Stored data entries
>>>>>
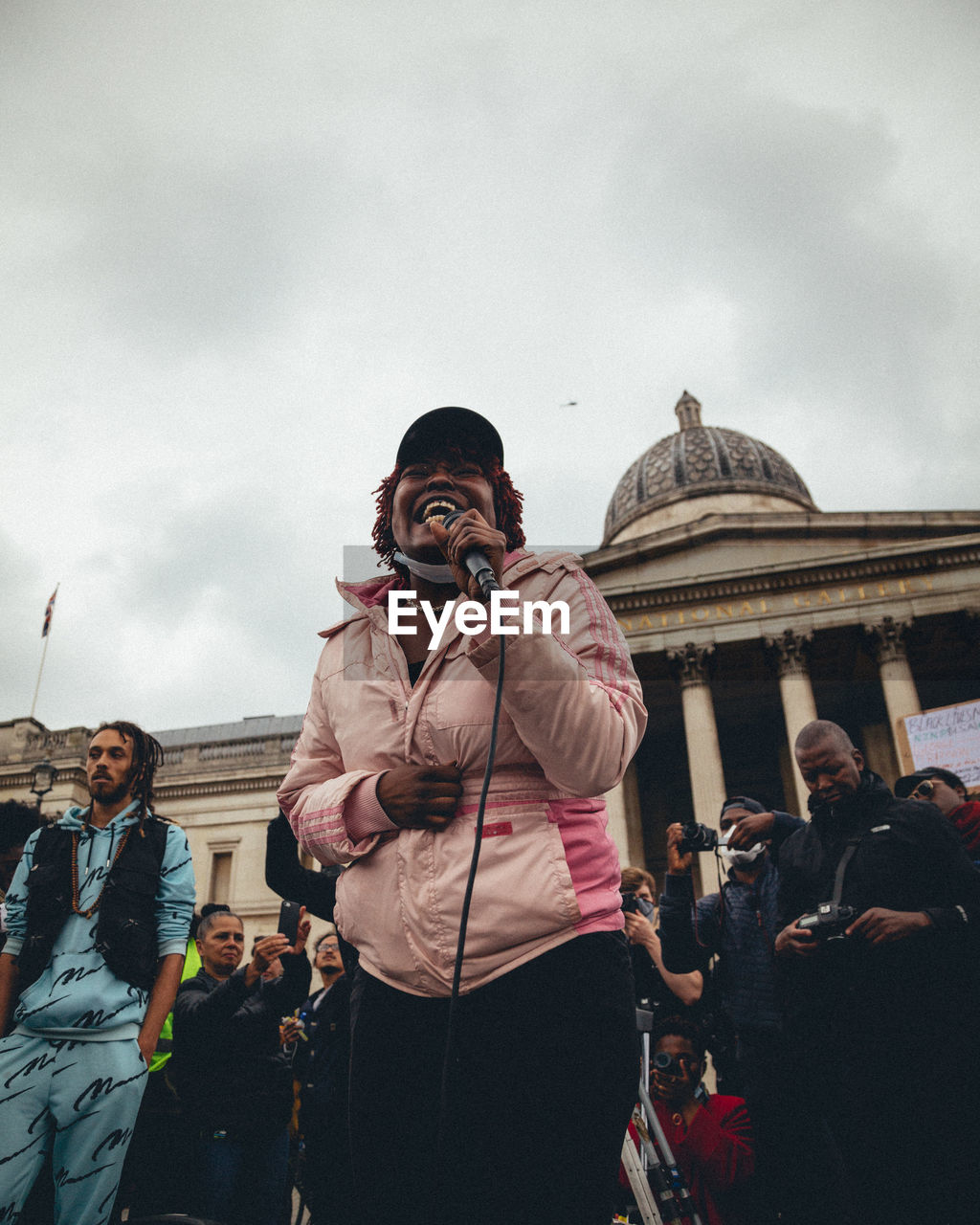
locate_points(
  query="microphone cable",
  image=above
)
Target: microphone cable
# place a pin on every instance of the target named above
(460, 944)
<<<<<
>>>>>
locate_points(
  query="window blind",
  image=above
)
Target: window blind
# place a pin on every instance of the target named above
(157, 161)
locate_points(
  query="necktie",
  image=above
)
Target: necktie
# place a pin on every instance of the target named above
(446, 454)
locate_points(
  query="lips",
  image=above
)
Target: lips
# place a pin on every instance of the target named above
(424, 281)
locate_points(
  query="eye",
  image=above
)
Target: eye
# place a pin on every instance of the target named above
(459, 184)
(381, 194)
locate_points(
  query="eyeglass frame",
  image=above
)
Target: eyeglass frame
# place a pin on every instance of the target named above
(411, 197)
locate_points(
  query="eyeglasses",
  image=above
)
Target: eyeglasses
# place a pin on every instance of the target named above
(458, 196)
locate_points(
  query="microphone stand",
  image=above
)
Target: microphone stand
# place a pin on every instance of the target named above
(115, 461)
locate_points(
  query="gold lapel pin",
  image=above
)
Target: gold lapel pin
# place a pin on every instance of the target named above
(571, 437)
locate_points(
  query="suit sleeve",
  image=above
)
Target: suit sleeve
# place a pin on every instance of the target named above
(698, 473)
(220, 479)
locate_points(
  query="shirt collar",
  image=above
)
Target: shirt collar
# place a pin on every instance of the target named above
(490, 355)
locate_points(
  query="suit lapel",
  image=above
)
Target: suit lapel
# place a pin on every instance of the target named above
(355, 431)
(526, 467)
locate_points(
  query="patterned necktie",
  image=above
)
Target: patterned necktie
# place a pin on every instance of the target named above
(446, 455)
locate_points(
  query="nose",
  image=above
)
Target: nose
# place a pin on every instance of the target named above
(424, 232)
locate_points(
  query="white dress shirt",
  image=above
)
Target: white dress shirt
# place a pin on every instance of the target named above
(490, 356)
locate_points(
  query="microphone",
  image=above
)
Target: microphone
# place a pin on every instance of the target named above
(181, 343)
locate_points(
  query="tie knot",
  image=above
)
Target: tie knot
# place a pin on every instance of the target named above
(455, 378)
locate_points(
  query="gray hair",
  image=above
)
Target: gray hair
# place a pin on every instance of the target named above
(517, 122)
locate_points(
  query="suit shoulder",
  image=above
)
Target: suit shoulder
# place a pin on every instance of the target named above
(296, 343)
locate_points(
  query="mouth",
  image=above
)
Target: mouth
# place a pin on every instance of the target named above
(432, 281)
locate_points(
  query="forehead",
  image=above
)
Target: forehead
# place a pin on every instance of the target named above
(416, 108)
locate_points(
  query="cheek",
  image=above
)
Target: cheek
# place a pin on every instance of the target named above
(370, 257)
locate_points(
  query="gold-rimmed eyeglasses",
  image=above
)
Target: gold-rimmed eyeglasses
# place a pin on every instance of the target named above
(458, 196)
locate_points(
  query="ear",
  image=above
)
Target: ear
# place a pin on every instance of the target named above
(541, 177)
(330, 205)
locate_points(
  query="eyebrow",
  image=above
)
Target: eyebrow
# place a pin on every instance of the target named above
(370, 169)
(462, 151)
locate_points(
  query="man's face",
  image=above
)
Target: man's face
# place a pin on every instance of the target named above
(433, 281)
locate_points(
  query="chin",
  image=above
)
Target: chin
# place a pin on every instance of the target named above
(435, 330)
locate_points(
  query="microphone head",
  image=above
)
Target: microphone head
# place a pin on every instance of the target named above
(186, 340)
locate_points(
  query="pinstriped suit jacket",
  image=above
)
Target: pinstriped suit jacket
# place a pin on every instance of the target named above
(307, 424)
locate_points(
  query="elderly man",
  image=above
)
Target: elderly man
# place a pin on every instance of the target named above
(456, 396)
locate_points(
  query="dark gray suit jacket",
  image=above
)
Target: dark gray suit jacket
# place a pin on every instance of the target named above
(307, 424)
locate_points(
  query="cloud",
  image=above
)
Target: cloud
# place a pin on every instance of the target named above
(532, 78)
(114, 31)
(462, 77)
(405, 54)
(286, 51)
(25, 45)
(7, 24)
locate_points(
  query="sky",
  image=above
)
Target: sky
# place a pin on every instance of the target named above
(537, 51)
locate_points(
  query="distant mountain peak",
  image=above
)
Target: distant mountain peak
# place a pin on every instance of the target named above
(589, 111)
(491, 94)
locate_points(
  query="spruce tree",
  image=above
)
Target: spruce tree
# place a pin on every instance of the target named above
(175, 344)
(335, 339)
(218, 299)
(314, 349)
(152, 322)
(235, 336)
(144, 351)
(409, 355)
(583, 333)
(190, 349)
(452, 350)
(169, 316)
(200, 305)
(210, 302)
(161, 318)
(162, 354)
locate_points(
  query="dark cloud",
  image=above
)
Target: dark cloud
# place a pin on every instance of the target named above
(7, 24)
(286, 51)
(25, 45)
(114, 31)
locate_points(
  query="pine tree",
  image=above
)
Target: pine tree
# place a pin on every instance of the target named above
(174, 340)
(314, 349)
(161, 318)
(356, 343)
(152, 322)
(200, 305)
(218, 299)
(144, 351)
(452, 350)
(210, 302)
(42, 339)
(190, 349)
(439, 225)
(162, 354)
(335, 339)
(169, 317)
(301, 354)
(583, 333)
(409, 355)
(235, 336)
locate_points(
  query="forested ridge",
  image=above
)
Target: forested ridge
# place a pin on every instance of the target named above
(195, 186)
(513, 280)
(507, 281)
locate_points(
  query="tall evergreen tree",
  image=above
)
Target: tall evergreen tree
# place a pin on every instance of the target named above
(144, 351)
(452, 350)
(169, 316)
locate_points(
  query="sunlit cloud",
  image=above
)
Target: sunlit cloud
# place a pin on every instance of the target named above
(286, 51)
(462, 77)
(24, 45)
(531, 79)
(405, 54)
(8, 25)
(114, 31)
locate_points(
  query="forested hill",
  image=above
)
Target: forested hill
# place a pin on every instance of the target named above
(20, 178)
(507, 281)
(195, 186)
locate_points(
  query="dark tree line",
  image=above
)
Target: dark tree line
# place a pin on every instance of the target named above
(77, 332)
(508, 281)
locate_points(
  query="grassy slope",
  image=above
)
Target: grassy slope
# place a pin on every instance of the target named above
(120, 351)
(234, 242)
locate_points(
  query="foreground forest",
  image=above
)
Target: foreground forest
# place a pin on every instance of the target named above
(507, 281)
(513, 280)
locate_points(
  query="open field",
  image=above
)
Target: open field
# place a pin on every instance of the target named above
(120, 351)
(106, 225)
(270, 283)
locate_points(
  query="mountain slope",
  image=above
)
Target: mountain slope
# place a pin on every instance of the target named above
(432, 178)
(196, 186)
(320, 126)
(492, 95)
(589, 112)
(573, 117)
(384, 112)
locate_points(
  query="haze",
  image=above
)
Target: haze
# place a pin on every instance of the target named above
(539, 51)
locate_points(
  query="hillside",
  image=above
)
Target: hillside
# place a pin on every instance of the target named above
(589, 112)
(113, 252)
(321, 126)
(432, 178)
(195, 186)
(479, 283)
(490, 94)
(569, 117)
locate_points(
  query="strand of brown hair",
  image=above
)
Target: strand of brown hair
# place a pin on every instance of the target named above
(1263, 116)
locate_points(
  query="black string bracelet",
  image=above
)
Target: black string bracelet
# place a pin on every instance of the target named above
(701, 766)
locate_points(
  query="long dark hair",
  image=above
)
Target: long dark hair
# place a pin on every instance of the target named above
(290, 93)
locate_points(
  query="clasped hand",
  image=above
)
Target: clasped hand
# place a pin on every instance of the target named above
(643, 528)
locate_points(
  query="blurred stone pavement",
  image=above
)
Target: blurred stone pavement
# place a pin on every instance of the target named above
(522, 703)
<<<<<
>>>>>
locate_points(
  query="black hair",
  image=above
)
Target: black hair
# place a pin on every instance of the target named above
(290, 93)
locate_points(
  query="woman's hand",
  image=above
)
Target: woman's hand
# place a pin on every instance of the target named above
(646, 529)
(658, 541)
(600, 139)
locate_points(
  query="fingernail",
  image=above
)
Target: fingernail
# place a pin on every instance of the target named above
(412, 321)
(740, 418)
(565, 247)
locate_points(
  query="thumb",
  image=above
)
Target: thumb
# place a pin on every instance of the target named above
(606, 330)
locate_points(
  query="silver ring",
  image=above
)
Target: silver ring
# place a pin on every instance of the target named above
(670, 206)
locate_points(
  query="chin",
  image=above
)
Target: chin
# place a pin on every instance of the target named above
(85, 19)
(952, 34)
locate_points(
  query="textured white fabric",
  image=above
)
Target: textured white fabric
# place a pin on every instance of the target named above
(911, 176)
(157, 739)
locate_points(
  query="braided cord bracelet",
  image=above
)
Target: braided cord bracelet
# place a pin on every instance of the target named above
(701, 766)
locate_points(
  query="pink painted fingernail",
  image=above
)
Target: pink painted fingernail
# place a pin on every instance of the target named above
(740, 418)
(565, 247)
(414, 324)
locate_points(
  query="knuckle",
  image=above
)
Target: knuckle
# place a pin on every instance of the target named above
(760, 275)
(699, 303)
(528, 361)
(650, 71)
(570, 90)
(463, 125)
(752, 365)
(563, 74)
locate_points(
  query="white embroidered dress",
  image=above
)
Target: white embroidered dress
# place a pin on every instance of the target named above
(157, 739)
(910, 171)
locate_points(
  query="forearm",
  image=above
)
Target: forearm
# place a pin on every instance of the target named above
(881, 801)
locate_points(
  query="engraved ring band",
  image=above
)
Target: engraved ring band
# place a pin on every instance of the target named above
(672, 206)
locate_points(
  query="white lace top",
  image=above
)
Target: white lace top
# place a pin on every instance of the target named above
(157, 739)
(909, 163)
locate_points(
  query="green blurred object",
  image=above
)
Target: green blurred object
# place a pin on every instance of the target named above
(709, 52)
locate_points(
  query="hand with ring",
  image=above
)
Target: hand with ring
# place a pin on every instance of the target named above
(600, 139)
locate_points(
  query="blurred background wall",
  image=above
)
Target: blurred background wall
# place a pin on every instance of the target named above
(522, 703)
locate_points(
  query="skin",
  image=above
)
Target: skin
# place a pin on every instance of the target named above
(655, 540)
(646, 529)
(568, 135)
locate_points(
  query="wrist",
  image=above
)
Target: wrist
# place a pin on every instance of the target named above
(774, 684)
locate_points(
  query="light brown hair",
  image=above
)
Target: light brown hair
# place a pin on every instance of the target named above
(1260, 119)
<<<<<
Among the lines of the data, find every one that holds "spruce" and copy it.

ANSWER BOX |
  query="spruce tree",
Target: spruce tree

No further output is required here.